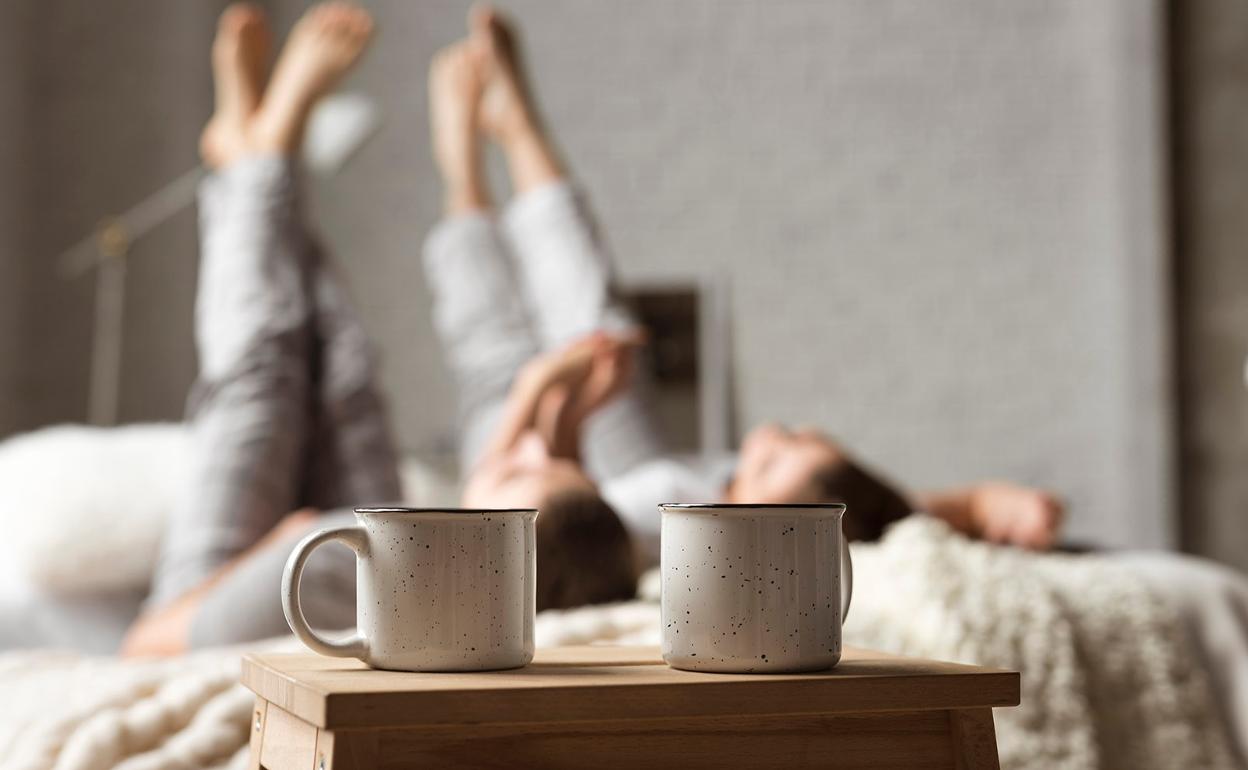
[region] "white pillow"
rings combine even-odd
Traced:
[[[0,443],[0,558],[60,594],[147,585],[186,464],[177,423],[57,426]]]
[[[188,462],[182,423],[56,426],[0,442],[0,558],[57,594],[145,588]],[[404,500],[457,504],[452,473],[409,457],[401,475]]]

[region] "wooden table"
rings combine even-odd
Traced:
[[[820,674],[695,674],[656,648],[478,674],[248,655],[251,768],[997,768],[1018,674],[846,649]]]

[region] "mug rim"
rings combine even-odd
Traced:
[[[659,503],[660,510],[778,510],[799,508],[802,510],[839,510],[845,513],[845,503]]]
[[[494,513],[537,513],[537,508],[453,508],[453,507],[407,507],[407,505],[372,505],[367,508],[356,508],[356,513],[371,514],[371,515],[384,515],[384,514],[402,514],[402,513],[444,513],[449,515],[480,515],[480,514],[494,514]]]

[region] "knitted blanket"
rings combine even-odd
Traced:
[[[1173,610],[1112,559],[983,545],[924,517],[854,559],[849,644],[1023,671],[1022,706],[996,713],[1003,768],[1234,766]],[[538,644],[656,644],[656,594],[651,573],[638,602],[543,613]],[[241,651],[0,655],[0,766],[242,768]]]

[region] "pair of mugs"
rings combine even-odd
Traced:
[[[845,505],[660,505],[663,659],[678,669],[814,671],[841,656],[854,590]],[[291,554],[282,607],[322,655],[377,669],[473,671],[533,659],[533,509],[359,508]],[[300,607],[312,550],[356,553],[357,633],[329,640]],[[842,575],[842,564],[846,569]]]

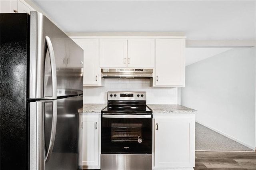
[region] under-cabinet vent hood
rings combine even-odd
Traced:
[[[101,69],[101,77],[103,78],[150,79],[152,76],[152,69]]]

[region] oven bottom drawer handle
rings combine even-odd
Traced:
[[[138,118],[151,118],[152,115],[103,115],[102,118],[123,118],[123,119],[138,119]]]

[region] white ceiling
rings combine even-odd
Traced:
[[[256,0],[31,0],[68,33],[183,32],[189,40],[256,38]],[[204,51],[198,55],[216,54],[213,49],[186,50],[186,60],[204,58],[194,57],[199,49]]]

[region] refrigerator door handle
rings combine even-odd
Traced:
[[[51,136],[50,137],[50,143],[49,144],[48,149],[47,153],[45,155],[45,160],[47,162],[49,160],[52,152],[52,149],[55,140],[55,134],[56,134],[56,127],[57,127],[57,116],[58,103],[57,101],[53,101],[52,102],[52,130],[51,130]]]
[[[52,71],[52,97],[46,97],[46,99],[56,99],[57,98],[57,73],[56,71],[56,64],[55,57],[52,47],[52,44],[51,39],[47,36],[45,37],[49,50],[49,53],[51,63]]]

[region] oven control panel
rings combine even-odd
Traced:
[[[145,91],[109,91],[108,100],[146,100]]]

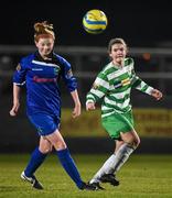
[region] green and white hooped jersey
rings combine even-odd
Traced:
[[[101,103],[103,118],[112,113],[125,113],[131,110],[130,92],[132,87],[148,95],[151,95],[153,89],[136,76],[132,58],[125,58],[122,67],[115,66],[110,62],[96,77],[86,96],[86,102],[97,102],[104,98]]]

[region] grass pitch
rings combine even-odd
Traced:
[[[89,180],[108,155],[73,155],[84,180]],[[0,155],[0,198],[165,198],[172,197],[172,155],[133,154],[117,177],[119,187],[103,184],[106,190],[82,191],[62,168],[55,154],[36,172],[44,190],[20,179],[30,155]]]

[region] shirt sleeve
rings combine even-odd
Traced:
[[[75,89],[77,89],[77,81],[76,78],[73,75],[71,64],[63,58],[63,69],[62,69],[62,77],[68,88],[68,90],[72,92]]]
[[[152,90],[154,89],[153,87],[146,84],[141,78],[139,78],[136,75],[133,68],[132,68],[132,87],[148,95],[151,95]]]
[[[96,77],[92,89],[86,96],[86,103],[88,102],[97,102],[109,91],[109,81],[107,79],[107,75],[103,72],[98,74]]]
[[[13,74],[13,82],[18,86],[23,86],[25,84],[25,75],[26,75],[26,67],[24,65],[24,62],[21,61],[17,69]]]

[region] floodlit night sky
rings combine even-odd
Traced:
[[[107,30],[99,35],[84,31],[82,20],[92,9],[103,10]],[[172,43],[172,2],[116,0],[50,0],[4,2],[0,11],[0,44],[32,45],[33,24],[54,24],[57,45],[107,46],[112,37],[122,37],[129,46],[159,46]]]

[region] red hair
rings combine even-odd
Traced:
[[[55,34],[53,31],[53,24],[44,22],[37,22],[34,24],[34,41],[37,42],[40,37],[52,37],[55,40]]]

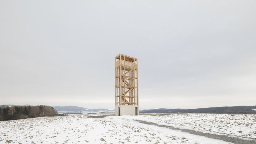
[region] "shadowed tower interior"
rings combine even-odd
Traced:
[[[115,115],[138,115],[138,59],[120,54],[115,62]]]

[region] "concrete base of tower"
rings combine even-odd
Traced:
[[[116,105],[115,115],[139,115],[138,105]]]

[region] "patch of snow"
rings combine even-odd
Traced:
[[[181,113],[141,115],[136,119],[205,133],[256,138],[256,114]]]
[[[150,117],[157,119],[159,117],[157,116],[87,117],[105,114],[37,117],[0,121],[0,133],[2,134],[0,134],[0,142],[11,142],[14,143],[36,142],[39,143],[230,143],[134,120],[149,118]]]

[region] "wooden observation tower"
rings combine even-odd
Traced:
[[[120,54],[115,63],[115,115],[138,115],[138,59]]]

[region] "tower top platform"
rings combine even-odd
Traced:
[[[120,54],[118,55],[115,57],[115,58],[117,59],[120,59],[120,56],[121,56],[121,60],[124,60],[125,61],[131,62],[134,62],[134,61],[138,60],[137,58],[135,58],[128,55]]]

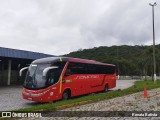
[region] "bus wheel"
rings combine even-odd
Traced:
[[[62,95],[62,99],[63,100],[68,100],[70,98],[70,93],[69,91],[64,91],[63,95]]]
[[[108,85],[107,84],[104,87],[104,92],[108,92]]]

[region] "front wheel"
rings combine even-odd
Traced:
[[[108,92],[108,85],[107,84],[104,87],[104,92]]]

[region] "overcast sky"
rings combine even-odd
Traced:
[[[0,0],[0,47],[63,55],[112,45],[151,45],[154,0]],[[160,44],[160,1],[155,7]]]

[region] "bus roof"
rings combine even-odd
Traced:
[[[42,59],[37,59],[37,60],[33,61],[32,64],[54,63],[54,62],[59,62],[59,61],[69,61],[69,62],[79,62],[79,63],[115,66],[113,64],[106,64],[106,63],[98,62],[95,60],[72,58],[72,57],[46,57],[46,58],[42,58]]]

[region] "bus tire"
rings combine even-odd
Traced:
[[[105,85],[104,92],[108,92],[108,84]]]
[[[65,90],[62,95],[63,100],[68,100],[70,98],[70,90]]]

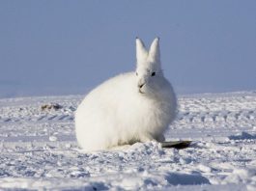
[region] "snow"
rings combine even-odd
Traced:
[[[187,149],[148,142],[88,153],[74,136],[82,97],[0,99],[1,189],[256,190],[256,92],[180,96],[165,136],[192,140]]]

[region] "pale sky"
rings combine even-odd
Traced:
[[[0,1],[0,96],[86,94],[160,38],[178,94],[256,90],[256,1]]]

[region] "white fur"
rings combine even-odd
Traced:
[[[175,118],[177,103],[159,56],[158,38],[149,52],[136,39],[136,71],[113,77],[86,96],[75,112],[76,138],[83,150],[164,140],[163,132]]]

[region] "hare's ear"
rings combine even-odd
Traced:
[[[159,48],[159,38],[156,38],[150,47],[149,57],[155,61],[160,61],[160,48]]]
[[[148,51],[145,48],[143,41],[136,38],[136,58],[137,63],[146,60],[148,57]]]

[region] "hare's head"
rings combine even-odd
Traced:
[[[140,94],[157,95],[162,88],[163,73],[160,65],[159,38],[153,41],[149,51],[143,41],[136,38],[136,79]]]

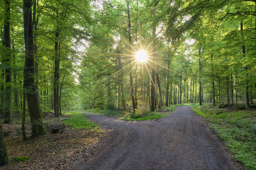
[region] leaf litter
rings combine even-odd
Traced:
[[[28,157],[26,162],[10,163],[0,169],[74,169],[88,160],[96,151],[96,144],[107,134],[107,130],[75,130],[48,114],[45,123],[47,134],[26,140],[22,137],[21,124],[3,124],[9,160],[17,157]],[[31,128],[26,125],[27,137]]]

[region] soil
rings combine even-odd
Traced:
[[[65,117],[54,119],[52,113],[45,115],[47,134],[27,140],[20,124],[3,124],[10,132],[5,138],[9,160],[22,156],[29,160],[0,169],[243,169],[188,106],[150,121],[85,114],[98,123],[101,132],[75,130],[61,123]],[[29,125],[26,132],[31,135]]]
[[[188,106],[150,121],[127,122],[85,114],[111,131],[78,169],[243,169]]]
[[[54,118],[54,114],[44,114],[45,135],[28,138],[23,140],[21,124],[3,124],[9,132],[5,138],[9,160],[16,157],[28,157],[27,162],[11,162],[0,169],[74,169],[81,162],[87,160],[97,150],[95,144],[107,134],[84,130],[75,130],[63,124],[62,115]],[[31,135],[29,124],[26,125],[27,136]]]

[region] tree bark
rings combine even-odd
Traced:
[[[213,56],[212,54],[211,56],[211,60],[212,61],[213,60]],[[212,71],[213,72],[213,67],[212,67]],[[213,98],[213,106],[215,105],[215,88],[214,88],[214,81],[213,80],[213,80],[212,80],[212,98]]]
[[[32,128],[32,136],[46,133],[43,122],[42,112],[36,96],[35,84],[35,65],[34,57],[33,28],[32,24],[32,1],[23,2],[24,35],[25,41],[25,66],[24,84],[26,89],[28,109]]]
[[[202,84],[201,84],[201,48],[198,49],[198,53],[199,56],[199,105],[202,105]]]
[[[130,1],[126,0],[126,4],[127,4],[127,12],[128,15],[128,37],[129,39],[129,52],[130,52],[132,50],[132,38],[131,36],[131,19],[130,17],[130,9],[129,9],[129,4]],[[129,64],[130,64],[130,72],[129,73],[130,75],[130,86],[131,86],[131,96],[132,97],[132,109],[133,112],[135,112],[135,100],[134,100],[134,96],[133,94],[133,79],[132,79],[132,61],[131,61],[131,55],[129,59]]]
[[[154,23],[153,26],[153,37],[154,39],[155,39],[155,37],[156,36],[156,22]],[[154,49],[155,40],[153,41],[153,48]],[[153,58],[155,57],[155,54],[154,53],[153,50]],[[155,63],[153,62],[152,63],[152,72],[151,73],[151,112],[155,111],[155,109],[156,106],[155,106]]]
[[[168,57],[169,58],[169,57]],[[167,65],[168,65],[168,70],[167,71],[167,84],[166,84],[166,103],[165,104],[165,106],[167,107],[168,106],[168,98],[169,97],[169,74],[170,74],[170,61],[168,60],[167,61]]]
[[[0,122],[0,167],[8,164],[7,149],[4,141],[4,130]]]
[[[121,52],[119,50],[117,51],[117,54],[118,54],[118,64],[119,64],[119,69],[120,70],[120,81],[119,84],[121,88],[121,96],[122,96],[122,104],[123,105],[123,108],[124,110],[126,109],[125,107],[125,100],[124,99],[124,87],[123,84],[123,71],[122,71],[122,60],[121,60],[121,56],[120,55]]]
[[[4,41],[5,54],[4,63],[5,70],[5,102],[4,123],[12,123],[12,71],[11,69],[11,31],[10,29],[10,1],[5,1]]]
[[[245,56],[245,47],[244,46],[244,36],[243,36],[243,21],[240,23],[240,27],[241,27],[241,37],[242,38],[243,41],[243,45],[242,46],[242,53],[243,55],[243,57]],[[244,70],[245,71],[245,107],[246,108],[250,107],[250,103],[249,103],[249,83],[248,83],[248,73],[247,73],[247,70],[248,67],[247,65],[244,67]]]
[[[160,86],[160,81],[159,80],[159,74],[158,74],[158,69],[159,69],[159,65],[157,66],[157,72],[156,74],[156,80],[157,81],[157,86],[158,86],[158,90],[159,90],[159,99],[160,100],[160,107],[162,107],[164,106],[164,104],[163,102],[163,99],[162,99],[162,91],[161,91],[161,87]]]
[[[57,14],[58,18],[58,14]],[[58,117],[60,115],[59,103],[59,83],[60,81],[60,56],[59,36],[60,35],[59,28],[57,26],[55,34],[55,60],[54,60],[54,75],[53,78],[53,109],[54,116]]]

**Challenge:**
Extract every line of the material that contains the word "wooden".

**Exercise solution:**
[region] "wooden table"
[region] "wooden observation tower"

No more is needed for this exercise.